[Referring expression pointing data]

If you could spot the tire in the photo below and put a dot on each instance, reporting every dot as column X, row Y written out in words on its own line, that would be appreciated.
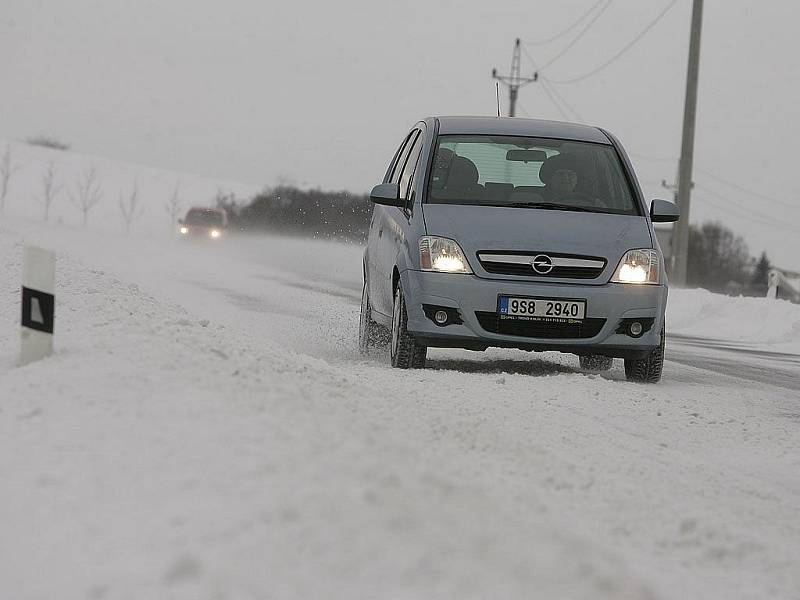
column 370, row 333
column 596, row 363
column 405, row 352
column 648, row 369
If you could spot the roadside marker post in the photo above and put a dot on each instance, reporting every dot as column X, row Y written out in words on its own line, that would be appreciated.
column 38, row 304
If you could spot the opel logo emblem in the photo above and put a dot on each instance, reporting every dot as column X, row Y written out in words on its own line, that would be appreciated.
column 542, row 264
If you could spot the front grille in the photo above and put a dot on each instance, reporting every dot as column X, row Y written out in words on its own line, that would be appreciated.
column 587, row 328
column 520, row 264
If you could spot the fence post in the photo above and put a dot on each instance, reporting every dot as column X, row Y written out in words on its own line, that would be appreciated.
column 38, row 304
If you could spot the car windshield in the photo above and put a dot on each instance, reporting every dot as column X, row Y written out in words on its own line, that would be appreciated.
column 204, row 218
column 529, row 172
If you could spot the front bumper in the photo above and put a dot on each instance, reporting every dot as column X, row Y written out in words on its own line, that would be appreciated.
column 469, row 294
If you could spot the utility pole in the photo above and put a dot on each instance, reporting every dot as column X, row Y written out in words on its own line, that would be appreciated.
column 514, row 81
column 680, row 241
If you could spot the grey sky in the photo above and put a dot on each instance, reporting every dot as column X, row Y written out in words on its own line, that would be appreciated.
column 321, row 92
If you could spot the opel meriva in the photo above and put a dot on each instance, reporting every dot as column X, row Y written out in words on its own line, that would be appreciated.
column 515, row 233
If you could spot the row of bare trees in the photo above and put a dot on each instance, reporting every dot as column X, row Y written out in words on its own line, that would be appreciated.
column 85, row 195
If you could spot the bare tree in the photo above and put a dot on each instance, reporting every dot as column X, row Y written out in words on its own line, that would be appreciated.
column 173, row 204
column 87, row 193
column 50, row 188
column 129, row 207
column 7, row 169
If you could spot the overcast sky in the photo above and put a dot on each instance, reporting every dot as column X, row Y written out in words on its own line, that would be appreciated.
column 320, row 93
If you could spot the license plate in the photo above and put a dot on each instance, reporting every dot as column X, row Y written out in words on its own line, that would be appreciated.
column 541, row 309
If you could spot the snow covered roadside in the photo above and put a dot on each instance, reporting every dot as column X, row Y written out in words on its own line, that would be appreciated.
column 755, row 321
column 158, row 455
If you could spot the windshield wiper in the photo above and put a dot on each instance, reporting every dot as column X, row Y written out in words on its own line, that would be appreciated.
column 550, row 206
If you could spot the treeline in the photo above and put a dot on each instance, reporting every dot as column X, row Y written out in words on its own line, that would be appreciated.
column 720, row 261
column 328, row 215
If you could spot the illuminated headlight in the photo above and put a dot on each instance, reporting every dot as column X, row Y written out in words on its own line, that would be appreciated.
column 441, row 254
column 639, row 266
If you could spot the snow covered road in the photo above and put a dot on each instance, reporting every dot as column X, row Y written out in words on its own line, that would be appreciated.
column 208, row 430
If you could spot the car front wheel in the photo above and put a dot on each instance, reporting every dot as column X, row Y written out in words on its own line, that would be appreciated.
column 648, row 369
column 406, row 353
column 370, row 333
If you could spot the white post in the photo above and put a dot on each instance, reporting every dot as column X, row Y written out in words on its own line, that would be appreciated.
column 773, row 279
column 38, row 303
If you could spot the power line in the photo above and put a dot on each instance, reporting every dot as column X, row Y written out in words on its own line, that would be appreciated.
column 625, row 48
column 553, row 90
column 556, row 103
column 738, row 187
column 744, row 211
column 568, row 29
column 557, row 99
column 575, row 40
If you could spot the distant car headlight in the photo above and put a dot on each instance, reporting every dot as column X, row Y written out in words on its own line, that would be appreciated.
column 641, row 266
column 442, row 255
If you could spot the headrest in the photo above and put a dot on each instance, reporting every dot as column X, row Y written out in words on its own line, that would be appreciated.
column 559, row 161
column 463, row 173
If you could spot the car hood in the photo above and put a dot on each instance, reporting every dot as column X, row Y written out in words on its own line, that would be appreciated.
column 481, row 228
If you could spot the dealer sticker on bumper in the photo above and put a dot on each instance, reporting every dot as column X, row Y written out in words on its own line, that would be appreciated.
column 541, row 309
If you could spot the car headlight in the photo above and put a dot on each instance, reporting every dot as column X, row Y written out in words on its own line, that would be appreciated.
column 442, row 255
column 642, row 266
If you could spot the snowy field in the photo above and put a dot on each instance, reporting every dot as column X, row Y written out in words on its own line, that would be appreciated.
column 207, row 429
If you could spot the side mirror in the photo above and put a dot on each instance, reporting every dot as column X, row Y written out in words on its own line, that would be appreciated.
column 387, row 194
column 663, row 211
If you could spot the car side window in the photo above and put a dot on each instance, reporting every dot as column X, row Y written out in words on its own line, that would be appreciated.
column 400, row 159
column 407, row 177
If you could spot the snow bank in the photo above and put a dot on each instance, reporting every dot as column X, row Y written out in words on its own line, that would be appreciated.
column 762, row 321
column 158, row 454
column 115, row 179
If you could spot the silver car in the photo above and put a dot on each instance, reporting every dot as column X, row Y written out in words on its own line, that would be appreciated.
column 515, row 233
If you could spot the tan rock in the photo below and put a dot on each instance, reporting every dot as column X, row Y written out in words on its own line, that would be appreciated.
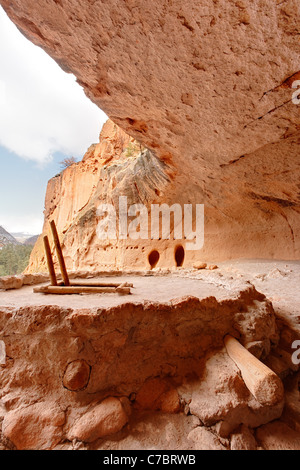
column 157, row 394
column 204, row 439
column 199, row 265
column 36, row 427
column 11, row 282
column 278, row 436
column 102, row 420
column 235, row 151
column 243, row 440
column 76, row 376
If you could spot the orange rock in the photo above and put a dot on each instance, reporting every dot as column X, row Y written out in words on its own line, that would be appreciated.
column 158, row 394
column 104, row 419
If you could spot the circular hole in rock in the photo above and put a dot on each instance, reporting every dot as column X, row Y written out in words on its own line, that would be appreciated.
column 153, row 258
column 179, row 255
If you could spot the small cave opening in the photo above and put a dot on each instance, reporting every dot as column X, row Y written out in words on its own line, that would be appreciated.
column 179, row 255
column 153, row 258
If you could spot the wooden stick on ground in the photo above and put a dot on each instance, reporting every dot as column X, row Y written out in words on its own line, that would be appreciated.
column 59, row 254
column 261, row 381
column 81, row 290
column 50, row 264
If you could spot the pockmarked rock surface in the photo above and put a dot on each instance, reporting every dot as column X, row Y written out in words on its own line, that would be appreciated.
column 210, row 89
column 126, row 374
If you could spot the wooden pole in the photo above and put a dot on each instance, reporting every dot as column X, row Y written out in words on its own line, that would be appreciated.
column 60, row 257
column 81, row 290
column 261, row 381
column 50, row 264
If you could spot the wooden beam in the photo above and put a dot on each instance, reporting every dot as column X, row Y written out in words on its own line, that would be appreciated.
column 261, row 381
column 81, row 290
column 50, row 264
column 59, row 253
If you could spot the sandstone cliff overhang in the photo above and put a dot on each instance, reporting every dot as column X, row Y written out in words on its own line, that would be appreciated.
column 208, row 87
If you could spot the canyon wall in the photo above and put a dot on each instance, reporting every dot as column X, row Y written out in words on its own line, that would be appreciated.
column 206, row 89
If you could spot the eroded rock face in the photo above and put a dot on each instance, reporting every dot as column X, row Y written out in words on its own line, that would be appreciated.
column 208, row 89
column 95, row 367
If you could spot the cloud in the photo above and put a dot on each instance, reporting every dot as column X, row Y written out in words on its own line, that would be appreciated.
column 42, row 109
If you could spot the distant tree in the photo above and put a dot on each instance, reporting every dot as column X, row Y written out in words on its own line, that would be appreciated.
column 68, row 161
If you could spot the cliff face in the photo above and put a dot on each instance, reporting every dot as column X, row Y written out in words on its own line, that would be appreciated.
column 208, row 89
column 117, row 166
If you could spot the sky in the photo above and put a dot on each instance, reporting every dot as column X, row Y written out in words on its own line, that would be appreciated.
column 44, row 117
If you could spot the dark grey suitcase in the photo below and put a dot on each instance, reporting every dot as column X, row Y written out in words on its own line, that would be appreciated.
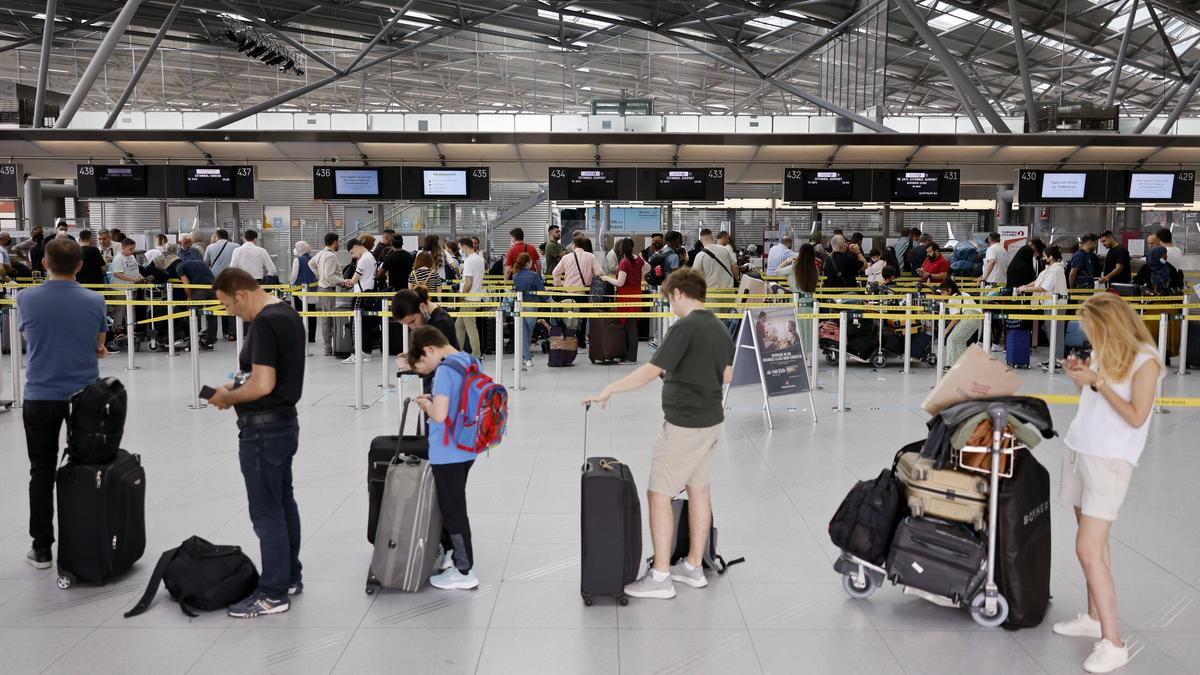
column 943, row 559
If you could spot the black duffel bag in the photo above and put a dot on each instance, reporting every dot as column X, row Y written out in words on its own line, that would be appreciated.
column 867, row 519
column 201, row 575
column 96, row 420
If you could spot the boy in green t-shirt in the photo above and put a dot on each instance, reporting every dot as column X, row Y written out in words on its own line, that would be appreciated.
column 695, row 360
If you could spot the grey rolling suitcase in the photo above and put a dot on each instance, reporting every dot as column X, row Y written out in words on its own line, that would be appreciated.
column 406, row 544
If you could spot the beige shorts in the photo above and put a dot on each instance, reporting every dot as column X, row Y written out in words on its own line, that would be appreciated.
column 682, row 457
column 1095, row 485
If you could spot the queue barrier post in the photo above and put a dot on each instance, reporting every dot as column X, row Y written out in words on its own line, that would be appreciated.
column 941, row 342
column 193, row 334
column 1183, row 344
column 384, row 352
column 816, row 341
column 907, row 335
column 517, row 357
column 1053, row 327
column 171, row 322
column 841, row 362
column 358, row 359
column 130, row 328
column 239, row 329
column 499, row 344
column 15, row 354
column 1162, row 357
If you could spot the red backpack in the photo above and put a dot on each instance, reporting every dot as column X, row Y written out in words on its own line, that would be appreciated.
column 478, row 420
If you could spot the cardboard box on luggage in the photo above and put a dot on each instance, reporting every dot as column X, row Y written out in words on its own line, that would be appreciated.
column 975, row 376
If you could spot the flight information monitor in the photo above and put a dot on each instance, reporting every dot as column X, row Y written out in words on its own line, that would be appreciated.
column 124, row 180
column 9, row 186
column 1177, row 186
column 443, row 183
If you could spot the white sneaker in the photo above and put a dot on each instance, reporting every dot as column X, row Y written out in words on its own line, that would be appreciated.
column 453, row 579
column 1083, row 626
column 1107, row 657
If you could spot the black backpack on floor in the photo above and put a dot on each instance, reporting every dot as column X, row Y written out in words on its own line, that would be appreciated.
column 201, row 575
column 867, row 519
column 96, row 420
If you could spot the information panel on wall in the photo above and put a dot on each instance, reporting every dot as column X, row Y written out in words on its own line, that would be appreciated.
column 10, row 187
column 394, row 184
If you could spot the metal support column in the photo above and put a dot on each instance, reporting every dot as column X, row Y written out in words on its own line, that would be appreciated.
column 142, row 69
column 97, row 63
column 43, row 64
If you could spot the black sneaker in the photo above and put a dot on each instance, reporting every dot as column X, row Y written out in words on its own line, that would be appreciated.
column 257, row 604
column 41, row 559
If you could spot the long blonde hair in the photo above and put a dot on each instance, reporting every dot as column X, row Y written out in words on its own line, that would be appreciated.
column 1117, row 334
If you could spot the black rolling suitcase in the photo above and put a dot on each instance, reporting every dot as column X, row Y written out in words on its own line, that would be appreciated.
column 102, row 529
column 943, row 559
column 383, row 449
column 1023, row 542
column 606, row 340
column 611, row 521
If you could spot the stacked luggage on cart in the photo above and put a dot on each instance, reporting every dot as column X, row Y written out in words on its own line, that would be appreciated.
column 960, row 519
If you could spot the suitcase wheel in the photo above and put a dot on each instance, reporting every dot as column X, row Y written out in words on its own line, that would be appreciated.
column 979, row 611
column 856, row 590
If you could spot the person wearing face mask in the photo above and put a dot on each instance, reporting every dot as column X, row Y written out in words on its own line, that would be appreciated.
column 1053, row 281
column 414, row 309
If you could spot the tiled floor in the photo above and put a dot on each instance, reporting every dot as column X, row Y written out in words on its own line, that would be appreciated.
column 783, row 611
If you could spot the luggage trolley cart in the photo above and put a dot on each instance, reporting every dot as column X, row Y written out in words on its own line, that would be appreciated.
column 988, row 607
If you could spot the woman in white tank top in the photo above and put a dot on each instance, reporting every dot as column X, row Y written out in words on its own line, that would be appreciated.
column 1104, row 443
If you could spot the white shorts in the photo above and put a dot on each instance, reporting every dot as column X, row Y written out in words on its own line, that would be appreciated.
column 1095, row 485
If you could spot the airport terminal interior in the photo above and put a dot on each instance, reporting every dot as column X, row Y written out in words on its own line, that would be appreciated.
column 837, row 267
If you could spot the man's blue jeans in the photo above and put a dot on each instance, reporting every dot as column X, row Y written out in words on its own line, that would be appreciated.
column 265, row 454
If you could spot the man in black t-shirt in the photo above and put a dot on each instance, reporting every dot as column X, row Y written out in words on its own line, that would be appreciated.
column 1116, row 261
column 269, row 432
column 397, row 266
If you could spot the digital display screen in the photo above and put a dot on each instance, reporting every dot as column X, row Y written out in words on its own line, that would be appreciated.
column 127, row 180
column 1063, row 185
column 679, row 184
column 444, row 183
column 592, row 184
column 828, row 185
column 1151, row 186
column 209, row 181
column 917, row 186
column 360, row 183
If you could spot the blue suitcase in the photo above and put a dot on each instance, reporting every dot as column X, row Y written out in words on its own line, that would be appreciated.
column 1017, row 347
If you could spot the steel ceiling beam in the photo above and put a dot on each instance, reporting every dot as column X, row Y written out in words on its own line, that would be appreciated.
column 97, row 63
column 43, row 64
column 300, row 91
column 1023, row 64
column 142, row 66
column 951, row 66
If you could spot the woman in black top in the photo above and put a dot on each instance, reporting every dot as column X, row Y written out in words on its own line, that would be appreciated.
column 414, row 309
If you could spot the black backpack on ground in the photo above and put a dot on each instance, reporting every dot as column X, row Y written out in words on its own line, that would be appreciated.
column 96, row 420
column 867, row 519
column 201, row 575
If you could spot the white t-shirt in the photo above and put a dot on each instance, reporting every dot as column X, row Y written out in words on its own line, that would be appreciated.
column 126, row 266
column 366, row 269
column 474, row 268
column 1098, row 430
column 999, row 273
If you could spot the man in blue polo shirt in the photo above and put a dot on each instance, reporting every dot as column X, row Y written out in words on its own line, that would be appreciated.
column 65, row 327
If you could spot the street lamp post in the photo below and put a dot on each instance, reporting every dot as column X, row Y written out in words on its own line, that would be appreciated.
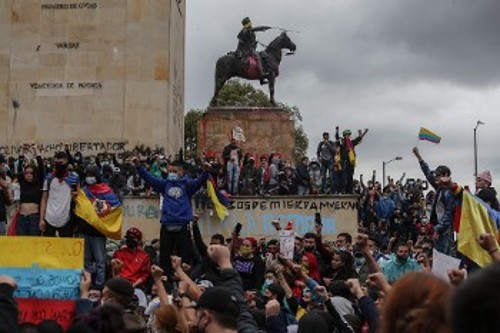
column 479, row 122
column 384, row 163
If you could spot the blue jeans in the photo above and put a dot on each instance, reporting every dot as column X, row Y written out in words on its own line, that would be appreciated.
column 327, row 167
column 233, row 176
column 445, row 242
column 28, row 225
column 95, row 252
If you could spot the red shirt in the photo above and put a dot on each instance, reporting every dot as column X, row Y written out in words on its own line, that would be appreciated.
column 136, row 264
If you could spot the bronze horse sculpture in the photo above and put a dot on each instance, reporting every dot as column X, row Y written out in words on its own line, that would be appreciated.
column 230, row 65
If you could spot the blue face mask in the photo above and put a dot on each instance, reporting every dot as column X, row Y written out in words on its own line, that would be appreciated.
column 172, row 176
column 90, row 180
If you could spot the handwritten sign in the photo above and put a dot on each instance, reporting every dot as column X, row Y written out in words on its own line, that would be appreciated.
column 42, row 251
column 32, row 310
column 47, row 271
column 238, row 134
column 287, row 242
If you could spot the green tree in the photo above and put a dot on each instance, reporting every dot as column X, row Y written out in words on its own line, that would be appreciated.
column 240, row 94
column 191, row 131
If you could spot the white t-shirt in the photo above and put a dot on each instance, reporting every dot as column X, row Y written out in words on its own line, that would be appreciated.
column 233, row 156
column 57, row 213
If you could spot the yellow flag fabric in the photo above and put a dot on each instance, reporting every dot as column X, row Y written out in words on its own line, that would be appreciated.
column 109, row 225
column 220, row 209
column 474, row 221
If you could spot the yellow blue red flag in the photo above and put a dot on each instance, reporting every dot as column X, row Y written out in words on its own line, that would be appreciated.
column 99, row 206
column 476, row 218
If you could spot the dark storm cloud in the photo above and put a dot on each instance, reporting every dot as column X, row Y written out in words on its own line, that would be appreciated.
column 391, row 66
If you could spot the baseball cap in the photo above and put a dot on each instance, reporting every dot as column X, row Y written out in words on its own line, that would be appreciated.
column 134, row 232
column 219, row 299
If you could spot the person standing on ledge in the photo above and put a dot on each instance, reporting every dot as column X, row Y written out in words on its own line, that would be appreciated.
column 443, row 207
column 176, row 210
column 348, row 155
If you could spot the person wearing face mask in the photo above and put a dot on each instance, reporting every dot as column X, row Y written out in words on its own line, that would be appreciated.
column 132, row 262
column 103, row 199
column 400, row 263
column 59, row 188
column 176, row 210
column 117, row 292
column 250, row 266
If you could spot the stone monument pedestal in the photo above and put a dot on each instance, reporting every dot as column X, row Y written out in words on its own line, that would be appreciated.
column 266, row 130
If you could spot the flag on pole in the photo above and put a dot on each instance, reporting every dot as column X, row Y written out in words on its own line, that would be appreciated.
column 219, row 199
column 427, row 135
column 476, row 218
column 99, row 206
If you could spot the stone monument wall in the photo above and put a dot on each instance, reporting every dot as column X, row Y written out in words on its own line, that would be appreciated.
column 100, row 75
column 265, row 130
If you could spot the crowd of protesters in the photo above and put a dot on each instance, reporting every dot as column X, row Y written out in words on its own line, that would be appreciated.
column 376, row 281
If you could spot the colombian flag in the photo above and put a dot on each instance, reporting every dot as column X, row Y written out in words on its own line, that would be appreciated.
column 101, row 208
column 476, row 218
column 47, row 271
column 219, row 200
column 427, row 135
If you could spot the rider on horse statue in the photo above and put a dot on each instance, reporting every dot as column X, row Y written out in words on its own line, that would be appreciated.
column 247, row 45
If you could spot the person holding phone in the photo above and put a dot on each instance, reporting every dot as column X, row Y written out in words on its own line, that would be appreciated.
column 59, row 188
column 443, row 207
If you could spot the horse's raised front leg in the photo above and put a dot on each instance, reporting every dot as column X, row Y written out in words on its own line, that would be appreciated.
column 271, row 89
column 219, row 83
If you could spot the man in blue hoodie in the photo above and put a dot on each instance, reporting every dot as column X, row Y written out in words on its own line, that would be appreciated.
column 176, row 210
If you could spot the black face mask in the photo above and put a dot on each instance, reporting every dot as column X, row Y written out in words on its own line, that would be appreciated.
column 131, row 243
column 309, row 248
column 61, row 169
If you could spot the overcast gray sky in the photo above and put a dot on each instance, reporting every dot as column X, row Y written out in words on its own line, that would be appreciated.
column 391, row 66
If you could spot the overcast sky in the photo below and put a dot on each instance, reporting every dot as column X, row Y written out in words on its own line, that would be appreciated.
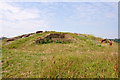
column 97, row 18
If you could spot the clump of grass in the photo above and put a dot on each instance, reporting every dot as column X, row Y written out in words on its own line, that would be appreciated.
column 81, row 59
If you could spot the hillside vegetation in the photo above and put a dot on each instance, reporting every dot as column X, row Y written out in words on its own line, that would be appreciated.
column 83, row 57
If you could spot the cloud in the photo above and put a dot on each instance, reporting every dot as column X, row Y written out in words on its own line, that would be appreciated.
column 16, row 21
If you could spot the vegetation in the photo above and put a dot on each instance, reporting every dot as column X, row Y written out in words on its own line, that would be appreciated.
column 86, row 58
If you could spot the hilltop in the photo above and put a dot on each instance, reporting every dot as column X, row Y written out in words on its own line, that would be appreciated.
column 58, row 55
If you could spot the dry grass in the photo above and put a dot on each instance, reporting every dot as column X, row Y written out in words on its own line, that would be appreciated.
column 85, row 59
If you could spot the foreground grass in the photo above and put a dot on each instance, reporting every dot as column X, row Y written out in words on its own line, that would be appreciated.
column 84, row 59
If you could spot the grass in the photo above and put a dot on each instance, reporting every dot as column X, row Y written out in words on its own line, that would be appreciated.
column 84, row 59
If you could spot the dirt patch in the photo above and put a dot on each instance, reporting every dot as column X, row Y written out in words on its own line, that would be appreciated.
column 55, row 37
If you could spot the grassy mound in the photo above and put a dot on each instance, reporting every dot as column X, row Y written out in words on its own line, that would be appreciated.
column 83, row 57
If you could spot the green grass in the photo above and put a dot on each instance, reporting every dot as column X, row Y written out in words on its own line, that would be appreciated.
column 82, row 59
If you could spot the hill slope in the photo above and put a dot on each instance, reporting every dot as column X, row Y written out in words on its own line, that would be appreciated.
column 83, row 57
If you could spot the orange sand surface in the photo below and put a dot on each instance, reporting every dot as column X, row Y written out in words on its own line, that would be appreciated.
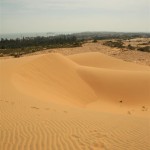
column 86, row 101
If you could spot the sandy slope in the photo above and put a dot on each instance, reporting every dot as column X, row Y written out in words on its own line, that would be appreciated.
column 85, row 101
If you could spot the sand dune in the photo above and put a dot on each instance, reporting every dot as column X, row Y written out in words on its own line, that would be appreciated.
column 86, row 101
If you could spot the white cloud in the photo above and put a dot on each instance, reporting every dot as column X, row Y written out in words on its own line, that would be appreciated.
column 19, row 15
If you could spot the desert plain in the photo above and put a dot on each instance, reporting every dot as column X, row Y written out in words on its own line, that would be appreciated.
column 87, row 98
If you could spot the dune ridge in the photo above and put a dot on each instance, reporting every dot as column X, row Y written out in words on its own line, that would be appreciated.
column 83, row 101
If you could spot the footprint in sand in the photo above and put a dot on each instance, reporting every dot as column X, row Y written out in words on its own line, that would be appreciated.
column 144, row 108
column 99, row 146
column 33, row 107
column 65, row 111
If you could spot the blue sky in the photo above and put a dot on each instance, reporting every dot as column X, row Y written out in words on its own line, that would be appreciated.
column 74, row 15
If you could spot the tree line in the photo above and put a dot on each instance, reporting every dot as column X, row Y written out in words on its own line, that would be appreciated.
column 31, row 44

» **Exercise**
Nothing but the lines from the one with "If you could spot the tree line" through the final line of the records above should appear, each copied exactly.

» **Solution for this exercise**
If you could spot the tree line in the photo above and put a dot on each instance, reporting every dot as column X, row Y written out in words on its own line, that would be appreciated.
column 31, row 44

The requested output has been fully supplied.